_What is expected_
Scan the lines below for "plastic" and copy the matches.

_Images for object localization_
-- Opening Marker --
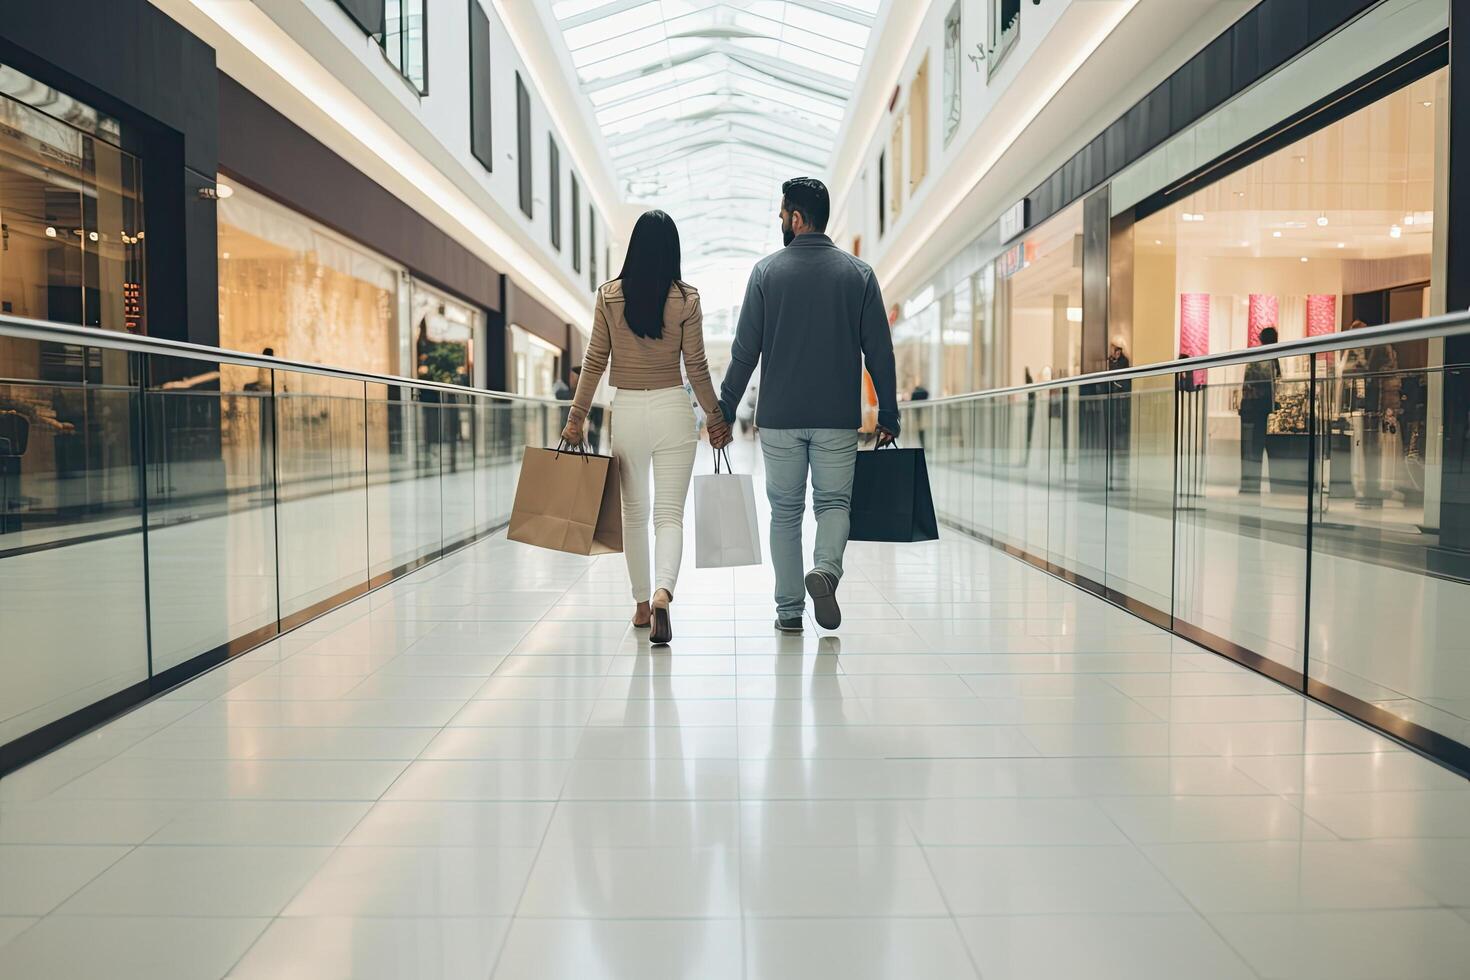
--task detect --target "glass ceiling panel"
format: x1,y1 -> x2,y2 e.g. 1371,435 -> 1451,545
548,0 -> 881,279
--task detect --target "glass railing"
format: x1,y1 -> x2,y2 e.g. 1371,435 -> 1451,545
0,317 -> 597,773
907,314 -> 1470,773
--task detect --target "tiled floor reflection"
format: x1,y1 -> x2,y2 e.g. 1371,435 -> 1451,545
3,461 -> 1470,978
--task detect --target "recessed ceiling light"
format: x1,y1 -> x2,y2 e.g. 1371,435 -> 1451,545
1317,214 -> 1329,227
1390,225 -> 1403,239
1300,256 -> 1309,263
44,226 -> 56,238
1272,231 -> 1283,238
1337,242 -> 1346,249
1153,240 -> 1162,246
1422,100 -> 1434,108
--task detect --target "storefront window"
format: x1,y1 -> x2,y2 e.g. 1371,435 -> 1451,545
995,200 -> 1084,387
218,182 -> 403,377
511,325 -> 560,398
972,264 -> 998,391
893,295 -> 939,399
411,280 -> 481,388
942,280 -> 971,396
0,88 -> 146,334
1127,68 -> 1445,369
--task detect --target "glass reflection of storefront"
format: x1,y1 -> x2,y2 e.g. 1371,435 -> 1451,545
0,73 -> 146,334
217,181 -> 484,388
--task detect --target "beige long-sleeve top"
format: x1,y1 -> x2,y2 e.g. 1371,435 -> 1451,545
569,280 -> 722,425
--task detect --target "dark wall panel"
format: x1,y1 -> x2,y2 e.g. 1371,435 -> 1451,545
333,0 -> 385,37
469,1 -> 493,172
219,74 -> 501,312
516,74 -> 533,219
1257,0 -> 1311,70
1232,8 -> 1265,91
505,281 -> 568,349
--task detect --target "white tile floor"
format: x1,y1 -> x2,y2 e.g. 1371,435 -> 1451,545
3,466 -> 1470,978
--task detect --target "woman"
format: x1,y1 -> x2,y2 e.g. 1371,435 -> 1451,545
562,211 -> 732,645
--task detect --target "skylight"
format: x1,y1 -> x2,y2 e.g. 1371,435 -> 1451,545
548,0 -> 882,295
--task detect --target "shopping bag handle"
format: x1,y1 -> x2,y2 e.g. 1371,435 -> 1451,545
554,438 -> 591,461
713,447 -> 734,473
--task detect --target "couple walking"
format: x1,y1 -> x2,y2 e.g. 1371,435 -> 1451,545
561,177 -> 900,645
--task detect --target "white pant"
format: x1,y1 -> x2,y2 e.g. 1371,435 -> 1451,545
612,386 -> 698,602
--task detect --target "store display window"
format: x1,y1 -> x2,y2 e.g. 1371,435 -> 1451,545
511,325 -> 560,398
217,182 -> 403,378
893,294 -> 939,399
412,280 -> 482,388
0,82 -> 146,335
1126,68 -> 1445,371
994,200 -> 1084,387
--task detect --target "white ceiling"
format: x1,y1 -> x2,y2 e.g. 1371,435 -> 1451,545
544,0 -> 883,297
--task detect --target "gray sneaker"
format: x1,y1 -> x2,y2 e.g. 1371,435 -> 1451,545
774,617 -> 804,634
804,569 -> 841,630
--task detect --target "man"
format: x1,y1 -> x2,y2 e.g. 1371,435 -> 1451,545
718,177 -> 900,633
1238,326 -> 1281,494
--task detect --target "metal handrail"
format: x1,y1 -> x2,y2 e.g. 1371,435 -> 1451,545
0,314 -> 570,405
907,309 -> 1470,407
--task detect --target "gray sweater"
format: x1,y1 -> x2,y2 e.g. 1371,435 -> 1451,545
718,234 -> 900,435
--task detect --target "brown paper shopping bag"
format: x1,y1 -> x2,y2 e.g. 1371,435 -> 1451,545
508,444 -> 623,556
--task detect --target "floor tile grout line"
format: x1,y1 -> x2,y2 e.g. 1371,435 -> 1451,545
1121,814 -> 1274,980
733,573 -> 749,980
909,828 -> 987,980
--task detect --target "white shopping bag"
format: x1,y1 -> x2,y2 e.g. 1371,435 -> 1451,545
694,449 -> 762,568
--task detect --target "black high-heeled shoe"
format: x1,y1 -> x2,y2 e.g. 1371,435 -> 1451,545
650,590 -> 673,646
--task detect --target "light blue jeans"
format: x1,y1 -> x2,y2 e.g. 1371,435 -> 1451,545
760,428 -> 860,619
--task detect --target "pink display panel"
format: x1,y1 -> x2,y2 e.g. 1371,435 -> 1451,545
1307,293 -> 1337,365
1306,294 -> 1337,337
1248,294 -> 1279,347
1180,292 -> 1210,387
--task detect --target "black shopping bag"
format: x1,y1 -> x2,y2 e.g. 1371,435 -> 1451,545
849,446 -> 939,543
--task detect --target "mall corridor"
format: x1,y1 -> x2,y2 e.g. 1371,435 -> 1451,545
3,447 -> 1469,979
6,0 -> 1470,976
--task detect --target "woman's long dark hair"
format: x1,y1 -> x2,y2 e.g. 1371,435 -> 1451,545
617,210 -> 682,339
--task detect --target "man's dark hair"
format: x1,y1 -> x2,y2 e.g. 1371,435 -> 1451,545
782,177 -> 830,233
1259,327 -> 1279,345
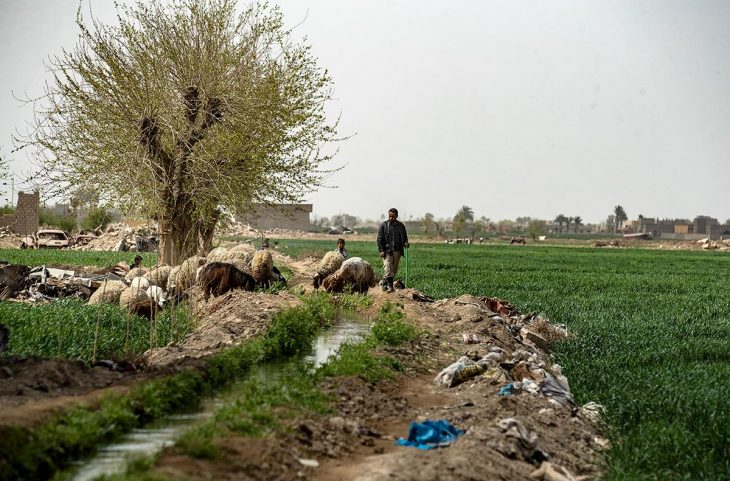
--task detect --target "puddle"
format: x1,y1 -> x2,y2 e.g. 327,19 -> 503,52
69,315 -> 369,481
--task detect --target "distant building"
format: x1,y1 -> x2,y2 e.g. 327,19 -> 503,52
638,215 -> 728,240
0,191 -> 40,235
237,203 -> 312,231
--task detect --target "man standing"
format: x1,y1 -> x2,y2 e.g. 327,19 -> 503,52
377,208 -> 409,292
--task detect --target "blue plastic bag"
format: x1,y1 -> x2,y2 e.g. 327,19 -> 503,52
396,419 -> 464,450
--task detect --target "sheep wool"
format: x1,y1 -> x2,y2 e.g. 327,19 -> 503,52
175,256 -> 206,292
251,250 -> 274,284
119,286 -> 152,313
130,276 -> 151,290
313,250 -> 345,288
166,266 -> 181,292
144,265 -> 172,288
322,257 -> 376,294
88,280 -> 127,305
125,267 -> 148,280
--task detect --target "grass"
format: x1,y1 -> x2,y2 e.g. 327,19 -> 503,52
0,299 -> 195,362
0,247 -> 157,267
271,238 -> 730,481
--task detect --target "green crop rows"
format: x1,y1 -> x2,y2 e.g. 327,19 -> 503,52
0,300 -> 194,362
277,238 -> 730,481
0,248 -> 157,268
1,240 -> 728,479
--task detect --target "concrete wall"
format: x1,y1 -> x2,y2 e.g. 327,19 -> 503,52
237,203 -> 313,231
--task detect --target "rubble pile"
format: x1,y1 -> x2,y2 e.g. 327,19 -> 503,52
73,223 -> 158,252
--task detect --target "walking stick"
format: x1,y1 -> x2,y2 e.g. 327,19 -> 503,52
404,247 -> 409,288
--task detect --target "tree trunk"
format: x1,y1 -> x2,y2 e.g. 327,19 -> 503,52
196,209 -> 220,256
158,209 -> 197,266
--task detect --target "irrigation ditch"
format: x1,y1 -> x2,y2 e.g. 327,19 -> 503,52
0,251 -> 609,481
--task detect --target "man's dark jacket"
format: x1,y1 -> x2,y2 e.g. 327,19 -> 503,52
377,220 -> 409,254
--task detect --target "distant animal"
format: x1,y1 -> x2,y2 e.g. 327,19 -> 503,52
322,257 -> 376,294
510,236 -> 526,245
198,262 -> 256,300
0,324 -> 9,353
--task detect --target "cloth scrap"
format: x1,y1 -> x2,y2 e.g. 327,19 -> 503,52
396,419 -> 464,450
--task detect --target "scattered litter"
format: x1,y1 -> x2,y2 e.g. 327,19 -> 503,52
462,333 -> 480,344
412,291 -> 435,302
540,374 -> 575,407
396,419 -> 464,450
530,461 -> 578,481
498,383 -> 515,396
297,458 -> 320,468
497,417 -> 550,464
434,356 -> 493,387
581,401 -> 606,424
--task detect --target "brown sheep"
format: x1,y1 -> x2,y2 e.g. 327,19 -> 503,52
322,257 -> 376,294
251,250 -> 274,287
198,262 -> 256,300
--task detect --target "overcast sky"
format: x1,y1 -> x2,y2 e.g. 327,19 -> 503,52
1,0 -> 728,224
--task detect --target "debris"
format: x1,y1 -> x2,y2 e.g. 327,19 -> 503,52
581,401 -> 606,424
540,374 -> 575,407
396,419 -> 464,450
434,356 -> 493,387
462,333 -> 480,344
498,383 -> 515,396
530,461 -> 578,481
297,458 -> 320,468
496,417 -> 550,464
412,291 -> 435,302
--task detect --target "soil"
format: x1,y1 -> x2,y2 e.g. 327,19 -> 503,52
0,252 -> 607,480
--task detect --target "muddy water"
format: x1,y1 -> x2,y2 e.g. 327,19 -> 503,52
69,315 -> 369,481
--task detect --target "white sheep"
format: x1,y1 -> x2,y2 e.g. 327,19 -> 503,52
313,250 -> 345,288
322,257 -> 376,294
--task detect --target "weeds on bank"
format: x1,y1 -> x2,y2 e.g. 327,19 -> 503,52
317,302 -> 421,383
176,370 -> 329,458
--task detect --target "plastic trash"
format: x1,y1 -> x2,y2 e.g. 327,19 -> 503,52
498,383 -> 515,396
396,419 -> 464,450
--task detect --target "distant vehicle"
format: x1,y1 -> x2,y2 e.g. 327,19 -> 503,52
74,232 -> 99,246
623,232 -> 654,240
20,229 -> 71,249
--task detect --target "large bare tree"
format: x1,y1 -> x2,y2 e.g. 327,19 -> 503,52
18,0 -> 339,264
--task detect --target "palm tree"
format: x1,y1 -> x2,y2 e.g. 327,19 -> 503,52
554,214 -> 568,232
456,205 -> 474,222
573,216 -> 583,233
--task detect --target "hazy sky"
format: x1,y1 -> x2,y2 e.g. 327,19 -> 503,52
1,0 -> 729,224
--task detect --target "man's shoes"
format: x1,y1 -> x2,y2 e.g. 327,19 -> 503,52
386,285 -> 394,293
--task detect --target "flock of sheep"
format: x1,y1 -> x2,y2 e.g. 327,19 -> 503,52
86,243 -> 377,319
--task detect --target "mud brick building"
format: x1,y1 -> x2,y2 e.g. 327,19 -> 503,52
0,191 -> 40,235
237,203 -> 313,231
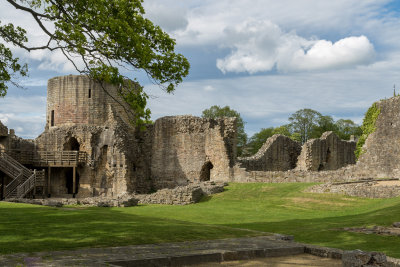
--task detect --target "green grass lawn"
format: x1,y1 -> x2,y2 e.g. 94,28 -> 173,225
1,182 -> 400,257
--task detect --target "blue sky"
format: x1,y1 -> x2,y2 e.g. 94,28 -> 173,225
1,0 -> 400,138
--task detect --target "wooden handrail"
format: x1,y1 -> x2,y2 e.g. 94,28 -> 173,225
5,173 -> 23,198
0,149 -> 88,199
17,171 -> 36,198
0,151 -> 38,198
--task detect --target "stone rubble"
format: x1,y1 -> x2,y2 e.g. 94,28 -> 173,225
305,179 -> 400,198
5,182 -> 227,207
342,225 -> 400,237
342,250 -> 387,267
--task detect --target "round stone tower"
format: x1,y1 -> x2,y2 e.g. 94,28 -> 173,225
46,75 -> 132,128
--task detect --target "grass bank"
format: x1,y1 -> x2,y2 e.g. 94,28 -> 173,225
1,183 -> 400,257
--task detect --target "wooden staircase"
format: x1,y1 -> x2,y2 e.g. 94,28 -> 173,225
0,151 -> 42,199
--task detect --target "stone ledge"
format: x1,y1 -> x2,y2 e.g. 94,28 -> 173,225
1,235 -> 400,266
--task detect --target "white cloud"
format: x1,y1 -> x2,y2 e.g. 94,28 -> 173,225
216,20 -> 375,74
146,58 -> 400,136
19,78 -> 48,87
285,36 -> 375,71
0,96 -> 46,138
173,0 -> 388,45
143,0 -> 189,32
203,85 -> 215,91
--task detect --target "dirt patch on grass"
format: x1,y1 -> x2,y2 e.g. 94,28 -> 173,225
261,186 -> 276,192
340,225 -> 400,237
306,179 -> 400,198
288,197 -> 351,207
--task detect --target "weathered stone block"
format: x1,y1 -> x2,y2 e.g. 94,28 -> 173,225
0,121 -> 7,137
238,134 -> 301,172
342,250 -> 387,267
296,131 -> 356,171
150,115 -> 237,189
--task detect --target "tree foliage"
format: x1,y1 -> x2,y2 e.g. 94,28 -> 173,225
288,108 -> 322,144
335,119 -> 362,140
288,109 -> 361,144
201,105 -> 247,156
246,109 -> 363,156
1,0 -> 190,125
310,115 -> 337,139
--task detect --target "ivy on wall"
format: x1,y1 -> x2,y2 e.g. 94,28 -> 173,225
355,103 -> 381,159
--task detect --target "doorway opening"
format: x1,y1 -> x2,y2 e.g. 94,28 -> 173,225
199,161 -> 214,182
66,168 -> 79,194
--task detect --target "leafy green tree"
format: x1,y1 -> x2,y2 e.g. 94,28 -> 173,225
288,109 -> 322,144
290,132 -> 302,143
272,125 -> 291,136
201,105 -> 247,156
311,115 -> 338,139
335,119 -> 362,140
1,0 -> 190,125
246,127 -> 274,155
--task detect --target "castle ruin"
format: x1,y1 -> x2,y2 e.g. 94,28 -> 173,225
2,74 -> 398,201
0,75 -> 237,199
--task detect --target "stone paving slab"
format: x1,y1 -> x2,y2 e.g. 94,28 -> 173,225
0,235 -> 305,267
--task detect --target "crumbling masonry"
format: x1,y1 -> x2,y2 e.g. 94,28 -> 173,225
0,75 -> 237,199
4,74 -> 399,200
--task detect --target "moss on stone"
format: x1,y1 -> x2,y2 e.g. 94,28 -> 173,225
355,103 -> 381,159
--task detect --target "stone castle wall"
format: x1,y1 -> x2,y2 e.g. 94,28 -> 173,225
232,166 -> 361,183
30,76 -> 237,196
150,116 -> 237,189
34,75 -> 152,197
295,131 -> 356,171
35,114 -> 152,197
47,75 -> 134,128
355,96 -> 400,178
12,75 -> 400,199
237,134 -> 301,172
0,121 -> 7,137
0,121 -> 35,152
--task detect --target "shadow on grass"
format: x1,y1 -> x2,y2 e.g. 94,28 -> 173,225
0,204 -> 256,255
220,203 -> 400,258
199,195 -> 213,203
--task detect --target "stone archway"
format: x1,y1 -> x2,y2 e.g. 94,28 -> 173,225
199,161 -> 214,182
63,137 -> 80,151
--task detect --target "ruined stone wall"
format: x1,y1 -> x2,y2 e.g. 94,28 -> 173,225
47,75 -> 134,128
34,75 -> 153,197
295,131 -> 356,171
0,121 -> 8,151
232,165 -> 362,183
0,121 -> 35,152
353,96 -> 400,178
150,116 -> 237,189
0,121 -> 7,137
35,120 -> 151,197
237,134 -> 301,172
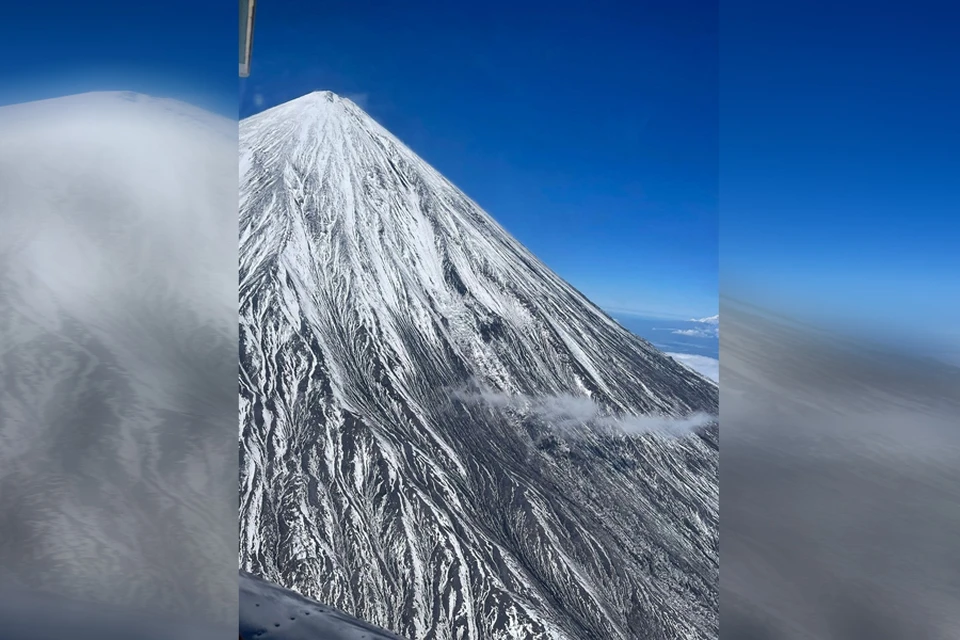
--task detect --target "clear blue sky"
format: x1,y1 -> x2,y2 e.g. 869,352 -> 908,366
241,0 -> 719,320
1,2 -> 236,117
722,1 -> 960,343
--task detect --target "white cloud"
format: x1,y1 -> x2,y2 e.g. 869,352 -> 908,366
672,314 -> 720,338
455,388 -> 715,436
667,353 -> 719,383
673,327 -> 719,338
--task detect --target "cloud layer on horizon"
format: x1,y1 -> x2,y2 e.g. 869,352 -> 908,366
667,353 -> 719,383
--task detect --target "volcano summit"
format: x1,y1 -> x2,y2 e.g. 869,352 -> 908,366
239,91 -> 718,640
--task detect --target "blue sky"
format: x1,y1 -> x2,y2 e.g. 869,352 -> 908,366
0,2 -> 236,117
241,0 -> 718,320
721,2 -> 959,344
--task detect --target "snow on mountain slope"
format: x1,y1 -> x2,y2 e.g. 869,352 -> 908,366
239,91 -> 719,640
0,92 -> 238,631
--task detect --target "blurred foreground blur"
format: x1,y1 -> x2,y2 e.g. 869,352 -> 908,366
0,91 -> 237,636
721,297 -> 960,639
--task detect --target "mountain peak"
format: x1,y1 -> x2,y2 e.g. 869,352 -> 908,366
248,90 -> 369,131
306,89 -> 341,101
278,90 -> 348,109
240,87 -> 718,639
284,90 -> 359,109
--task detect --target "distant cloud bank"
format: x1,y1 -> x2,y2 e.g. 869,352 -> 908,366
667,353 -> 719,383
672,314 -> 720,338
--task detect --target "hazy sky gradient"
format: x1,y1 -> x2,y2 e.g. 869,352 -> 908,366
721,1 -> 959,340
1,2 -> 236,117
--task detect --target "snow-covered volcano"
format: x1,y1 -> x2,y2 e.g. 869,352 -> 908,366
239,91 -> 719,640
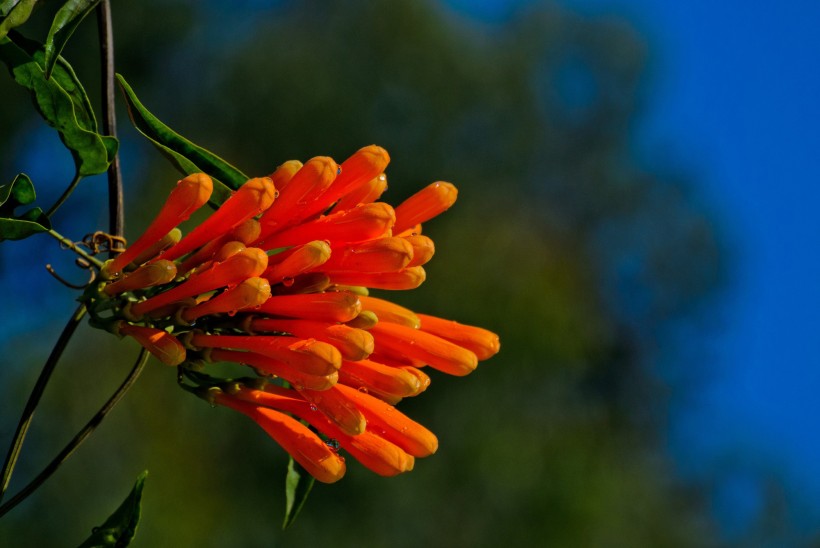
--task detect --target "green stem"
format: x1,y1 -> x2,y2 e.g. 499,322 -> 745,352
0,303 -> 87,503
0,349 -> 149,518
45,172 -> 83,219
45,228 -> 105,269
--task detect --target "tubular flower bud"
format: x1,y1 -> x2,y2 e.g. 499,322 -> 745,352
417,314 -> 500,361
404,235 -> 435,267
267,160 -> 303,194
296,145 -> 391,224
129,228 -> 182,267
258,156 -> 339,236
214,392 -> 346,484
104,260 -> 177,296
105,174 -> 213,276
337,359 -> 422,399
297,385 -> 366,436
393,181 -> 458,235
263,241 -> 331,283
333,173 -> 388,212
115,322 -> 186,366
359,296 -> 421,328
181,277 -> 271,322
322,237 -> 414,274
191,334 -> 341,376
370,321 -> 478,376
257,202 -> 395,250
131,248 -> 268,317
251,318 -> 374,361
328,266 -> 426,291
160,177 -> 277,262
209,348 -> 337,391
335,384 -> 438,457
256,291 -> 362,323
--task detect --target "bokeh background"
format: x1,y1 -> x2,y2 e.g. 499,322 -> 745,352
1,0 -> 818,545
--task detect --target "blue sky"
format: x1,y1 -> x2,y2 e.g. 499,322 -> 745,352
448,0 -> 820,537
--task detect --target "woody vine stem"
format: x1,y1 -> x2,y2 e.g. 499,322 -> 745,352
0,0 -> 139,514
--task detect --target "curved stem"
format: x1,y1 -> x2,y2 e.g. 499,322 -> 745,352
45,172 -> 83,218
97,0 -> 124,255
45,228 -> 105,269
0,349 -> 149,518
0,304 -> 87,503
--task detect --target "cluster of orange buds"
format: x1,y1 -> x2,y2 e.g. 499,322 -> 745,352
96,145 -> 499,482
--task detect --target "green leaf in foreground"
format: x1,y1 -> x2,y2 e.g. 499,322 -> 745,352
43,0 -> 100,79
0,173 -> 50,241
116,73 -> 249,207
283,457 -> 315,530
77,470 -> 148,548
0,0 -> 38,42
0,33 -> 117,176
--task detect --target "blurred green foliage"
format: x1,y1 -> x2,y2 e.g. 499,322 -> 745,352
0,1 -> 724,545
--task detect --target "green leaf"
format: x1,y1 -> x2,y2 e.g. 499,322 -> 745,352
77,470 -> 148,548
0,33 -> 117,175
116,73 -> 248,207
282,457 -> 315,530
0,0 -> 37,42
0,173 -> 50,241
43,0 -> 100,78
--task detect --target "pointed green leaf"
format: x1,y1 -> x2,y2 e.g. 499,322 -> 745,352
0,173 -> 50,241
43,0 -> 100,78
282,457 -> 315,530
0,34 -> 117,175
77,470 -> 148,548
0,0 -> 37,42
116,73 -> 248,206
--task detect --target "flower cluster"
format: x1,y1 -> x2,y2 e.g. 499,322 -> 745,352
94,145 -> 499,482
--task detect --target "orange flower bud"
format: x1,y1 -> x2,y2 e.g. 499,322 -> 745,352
-- Closing Marker --
_Written solution_
--task detect --target "blue plastic bag"
--task detect --target "plastic trash"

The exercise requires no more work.